• **PROBLEM DESCRIPTION**: Copy out the records below with "skyscraper" swapped for "tall building" and every other word left the same.

:::::

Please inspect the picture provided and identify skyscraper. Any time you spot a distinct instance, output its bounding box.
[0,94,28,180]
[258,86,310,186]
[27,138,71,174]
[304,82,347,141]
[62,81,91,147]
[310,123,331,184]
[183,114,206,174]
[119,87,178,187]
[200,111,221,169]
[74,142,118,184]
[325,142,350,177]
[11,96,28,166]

:::::

• **FINAL RESULT**:
Please inspect the picture provided and identify tall building. Any time you spot a distinct instance, output its bounding box.
[0,94,28,180]
[258,86,310,186]
[27,138,71,174]
[304,82,347,141]
[62,81,91,147]
[310,123,331,184]
[183,114,206,174]
[119,87,178,187]
[200,111,221,169]
[74,142,118,184]
[325,142,350,177]
[11,96,28,166]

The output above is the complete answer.